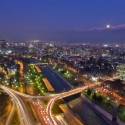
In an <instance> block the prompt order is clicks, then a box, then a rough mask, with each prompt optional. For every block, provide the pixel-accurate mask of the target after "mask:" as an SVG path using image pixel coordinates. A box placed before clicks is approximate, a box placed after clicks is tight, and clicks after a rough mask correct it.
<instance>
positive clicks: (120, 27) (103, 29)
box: [84, 24, 125, 31]
mask: <svg viewBox="0 0 125 125" xmlns="http://www.w3.org/2000/svg"><path fill="white" fill-rule="evenodd" d="M122 29H125V24H120V25H111V27H110V28H107V27H95V28H90V29H88V30H86V31H103V30H122ZM84 31H85V30H84Z"/></svg>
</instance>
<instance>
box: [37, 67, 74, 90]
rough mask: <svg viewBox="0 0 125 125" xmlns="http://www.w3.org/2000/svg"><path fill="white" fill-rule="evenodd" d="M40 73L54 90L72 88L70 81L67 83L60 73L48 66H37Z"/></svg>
mask: <svg viewBox="0 0 125 125" xmlns="http://www.w3.org/2000/svg"><path fill="white" fill-rule="evenodd" d="M39 68H40V69H41V71H42V73H43V74H44V75H45V77H46V78H47V79H48V80H49V82H50V83H51V85H52V86H53V88H54V89H55V91H56V92H62V91H66V90H70V89H72V86H71V85H70V83H68V82H67V81H66V80H65V79H64V78H63V77H62V76H61V75H59V74H58V73H56V72H55V71H54V70H53V69H51V68H50V67H49V66H39Z"/></svg>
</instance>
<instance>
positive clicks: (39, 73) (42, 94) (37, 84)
mask: <svg viewBox="0 0 125 125" xmlns="http://www.w3.org/2000/svg"><path fill="white" fill-rule="evenodd" d="M42 78H43V76H42V74H41V73H40V72H38V71H37V70H36V68H35V66H33V65H32V66H29V70H28V71H27V73H26V75H25V79H26V81H27V82H28V83H30V84H32V85H33V86H34V88H35V89H36V91H37V92H38V93H39V94H40V95H44V94H45V93H46V92H48V90H47V88H46V86H45V84H44V82H43V81H42Z"/></svg>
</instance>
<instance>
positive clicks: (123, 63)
mask: <svg viewBox="0 0 125 125" xmlns="http://www.w3.org/2000/svg"><path fill="white" fill-rule="evenodd" d="M116 78H118V79H120V80H123V81H125V63H119V64H118V66H117V68H116Z"/></svg>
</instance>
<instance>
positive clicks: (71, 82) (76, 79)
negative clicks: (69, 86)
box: [53, 66, 78, 87]
mask: <svg viewBox="0 0 125 125" xmlns="http://www.w3.org/2000/svg"><path fill="white" fill-rule="evenodd" d="M53 69H54V70H56V71H57V72H58V73H59V74H60V75H61V76H62V77H64V78H65V79H66V80H67V81H68V82H69V83H70V84H71V85H72V86H74V87H77V86H78V84H77V79H76V78H74V77H73V76H72V74H71V72H70V71H68V70H66V69H64V68H63V67H61V68H60V67H57V66H56V67H53Z"/></svg>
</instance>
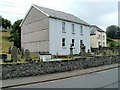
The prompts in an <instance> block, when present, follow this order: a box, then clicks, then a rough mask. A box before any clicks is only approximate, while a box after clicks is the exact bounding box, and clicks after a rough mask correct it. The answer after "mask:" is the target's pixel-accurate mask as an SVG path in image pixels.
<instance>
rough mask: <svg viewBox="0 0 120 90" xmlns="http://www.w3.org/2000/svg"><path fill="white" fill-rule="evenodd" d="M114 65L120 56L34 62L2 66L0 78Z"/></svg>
mask: <svg viewBox="0 0 120 90" xmlns="http://www.w3.org/2000/svg"><path fill="white" fill-rule="evenodd" d="M114 63H120V56H102V57H100V56H99V57H95V58H77V59H74V60H65V61H54V62H40V63H35V62H32V63H21V64H1V65H2V76H0V79H11V78H19V77H28V76H36V75H44V74H49V73H56V72H64V71H70V70H77V69H86V68H92V67H97V66H102V65H109V64H114Z"/></svg>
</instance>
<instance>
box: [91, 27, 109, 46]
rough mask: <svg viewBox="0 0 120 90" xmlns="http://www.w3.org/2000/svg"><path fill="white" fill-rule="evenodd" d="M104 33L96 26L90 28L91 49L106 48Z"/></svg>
mask: <svg viewBox="0 0 120 90" xmlns="http://www.w3.org/2000/svg"><path fill="white" fill-rule="evenodd" d="M106 38H107V37H106V32H105V31H103V30H102V29H100V28H99V27H97V26H96V25H92V26H91V33H90V45H91V47H92V48H99V46H102V47H107V44H106V42H107V40H106Z"/></svg>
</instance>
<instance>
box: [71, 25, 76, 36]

════

**Task prompt**
What should be set down is every line from the opening of the records through the line that contains "box: [37, 67, 74, 90]", exactly, with pictures left out.

**Answer to the exercise**
In an <instance> block the prompt order is clicks, then a box, then a rough mask, with each prompt optional. For every block, provide the pixel-accurate mask of the target after "mask:" as an SVG path using image pixel coordinates. A box placed before clicks is approximate, a box placed after clicks is tight, and clicks after a rough mask correct it.
<instance>
positive clicks: (120, 27) (103, 29)
box: [84, 24, 125, 31]
mask: <svg viewBox="0 0 125 125" xmlns="http://www.w3.org/2000/svg"><path fill="white" fill-rule="evenodd" d="M122 29H125V24H120V25H111V27H110V28H107V27H95V28H90V29H88V30H86V31H103V30H122ZM84 31H85V30H84Z"/></svg>
</instance>
<instance>
box: [37, 67, 74, 90]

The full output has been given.